Please answer these from the extract below, one per line:
(a) What is the data run through before the correlation matrix is calculated?
(b) Which two kinds of data does Section 2 use?
(c) What does the extract call a good measure of structure?
-- Start of SOURCE EXTRACT --
I don't have the NLP knowledge to do this but hopefully this provides the basis for an automatic relationship detector.
Summary¶
To recap, in this section we looked at ways of finding connections that exist within the data. We did this by running the data through an auto-encoder then calculuating a correlation matrix. By pushing the data through the auto-encoder we gather dense representations of high level features of the books. From the correlation matrix we can gather which encoding dimensions affect each other between the books and reviews, then by prodding the auto-encoder, we can figure out how these auto-encoded dimensions are related to the embedding dimensions. This gives us a vector to align our data along. We can then sort the book/reviews along this axis to work out the relationship. Perhaps someone with NLP knowledge could figure out a way to automatically conjure up the relationship given the books/reviews in sorted order.
Extensions¶
This algorithm has potential to be refined for finding specific relationships. That is if we are interested in the sales of books and the age of reviewers, we can take the cosine of some phrase "sales of books" and all the book embeddings and note these values. When creating the encodings, we can then append these values on to the embeddings multiple times or modify the auto-encoder training function to account for this bias. This extends to as many feaures as we want, and we have full freedom in specifying the weighting. This should not be hard to implement given the above framework.
This concludes the first section.
Section 2. Matching across datasets¶
In this section I want to look at figuring out how to map data from space A to space B with some kind of transformation that 'preserves the structures' of the data in space A. This is quite a generic description, so let's refine what we mean when we say 'preserve the structures'. A good measure of structure would be how the data is clustered as for some algorithms, this metric of structure does not vary when scaled uniformly.
In this section we will be using job and resume data, in the hopes to map resumes onto job postings. Below I will source the data and turn it into embeddings.
resumes_df = pd.read_csv("hf://datasets/opensporks/resumes/Resume/Resume.csv")
resumes_df.head()
| ID | Resume_str | Resume_html | Category | |
|---|---|---|---|---|
| 0 | 16852973 | HR ADMINISTRATOR/MARKETING ASSOCIATE\... | <div class="fontsize fontface vmargins hmargin... | HR |
| 1 | 22323967 | HR SPECIALIST, US HR OPERATIONS ... | <div class="fontsize fontface vmargins hmargin... | HR |
| 2 | 33176873 | HR DIRECTOR Summary Over 2... | <div class="fontsize fontface vmargins hmargin... | HR |
| 3 | 27018550 | HR SPECIALIST Summary Dedica... | <div class="fontsize fontface vmargins hmargin... | HR |
| 4 | 17812897 | HR MANAGER Skill Highlights ... | <div class="fontsize fontface vmargins hmargin... | HR |
jobs_df = pd.read_csv("hf://datasets/jacob-hugging-face/job-descriptions/training_data.csv")
jobs_df.head()
-- End of SOURCE EXTRACT --
-- Start of MATERIAL SUPPLIED --
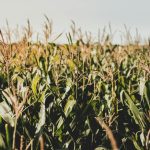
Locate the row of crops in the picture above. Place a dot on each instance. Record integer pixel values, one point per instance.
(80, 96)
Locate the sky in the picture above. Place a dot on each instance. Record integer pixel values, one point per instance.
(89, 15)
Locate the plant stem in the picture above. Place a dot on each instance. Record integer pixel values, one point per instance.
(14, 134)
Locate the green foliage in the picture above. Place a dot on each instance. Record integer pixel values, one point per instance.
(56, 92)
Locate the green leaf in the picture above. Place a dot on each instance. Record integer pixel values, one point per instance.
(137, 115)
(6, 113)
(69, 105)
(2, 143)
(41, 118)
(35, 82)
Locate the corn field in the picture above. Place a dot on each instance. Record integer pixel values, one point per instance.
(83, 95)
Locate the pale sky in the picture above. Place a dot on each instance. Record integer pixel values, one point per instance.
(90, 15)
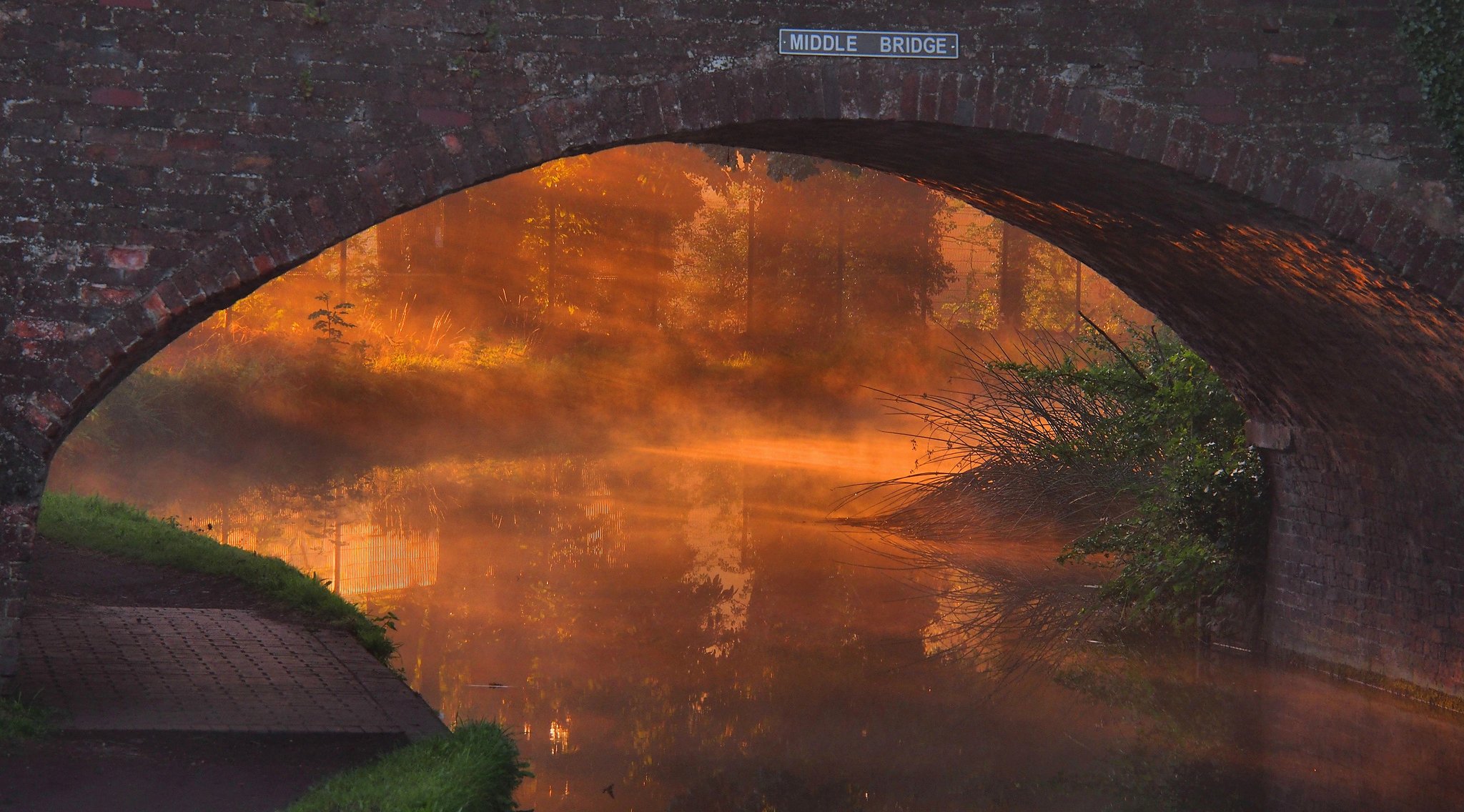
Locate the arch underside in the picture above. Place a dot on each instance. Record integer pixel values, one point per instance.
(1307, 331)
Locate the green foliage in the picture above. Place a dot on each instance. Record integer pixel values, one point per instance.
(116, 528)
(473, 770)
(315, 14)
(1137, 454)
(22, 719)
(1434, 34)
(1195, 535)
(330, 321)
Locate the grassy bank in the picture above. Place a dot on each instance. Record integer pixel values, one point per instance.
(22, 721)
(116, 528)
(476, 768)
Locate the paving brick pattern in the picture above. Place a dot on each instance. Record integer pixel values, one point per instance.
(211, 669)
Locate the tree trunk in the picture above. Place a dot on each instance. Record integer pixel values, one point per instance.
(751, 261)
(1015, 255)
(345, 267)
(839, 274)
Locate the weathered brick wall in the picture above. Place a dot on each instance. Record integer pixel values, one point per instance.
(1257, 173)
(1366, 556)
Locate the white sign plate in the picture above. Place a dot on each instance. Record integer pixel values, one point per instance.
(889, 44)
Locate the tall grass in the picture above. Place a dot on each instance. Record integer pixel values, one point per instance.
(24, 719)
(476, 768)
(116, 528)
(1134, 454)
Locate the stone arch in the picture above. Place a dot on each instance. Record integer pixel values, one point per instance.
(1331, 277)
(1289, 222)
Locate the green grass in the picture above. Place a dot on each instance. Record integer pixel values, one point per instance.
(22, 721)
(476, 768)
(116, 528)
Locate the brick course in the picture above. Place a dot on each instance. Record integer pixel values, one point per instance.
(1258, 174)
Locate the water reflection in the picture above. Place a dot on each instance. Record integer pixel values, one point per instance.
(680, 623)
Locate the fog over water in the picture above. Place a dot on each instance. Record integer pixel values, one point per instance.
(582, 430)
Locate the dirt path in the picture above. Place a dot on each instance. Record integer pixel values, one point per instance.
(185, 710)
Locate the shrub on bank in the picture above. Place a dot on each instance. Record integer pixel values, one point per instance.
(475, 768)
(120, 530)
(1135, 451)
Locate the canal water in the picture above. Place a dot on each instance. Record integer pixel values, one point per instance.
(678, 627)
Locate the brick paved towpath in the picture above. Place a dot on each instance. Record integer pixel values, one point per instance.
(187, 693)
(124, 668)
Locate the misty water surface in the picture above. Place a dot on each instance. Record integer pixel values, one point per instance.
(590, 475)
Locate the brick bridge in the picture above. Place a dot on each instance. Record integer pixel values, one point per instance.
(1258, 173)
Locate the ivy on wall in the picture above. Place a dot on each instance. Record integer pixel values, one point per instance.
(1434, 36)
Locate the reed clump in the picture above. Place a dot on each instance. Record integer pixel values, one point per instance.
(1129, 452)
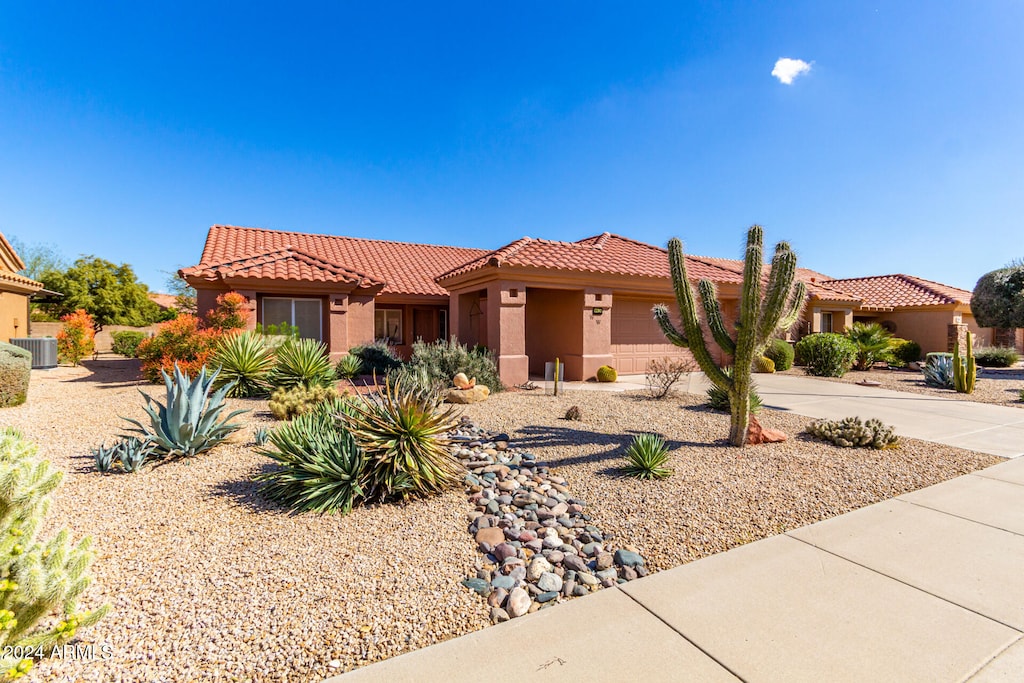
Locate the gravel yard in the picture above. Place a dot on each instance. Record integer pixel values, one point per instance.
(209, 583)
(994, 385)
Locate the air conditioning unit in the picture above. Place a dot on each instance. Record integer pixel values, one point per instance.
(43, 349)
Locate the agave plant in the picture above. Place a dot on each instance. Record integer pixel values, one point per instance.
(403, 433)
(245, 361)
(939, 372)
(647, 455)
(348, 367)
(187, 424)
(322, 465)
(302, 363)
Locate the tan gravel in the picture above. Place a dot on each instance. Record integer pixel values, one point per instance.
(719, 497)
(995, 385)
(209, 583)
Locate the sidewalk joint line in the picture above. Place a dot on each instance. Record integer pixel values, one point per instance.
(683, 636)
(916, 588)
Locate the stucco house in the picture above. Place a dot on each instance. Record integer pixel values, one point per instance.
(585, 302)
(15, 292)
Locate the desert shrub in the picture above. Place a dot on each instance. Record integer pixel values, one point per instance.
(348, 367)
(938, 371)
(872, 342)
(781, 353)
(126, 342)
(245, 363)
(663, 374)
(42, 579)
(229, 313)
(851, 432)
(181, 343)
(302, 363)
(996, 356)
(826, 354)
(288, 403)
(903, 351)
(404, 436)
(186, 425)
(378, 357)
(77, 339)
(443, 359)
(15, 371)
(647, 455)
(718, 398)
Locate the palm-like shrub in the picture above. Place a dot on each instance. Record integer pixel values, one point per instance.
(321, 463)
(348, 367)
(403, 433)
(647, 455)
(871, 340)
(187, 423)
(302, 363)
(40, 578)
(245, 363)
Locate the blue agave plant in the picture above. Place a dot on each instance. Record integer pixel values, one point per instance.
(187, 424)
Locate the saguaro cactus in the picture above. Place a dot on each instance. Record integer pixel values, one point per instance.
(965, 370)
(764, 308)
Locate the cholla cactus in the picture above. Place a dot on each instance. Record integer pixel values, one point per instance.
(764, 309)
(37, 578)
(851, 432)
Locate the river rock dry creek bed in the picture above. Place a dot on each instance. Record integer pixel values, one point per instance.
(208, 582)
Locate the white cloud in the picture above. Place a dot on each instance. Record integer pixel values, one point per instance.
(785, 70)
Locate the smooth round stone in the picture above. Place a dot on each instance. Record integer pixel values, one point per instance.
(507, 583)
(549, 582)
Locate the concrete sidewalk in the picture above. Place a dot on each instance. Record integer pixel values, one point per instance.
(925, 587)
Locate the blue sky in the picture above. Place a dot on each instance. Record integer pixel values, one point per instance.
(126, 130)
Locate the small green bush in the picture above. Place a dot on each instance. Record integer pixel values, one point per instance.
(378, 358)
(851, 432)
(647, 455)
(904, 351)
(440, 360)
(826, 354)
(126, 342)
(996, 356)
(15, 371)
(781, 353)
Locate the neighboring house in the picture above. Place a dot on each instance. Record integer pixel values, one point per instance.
-- End of MATERIAL SUPPLIED --
-- Start of MATERIAL SUPPLIED --
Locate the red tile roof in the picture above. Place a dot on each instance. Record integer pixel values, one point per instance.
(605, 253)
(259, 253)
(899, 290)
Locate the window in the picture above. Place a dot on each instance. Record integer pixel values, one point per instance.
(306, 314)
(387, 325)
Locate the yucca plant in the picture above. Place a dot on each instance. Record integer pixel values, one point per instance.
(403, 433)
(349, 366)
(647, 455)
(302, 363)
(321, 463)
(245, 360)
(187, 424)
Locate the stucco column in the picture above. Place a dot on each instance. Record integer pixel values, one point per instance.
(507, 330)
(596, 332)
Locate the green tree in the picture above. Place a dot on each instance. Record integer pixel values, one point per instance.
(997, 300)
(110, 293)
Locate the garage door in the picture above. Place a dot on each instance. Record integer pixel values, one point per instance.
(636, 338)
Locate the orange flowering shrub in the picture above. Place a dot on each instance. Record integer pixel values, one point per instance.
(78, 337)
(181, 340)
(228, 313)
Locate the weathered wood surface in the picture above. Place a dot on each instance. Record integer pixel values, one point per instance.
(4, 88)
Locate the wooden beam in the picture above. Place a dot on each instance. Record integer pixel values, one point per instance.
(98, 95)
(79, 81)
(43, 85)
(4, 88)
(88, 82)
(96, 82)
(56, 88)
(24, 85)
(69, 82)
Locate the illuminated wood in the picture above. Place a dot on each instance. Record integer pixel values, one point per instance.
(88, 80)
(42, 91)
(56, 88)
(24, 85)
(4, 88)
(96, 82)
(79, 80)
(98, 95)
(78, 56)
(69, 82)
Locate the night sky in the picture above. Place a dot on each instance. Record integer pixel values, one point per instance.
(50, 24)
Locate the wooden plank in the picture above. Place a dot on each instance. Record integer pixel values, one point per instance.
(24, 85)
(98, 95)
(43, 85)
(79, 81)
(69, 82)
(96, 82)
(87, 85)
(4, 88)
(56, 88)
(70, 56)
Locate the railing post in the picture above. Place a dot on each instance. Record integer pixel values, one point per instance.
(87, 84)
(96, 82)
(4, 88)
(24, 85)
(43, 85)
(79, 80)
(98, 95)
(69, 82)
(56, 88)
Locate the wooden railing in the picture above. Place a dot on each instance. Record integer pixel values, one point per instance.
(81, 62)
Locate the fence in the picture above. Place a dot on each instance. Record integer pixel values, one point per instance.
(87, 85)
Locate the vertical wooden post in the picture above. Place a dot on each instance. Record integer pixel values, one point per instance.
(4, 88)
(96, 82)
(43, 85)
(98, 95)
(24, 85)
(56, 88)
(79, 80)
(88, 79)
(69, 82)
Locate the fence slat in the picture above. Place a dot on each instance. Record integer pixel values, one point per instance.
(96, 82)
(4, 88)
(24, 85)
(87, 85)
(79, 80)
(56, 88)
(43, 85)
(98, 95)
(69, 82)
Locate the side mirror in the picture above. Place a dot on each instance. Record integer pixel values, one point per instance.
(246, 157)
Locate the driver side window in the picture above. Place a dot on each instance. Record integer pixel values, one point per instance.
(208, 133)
-- End of MATERIAL SUPPLIED --
ANSWER TO THIS PROBLEM.
(a) An auto-encoder
(b) Job and resume data
(c) How the data is clustered